*PROVIDED DATA*
= = =
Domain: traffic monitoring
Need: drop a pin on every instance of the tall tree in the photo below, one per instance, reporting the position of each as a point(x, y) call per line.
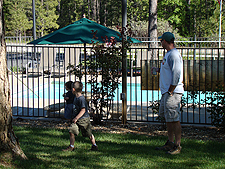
point(46, 16)
point(16, 18)
point(152, 28)
point(8, 140)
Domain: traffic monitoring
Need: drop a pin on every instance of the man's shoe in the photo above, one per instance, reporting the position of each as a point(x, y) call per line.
point(168, 146)
point(94, 148)
point(69, 148)
point(175, 150)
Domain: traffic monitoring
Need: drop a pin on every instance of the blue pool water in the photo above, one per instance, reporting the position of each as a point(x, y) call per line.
point(55, 90)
= = =
*WORK REQUIRED*
Excluding all images, transcribe the material word for word.

*ANSWER SPACE*
Domain: traffic monitoring
Need: drop a pin on every instance of the tall tree in the photo below, one per instance, reporting the position of each as a point(x, y) call per line.
point(46, 16)
point(16, 18)
point(152, 28)
point(8, 140)
Domain: traffic monitoring
Need: drop a pin on every instance of the man's shoe in the photo above, one per instance, reporting the position of each as a point(x, y) call per line.
point(168, 146)
point(94, 148)
point(69, 148)
point(175, 150)
Domain: traffic monitoring
Need: drop a pin on every instance of the blue pool water in the photo above, one per instance, reporting the position of each as a point(x, y) call per line.
point(55, 90)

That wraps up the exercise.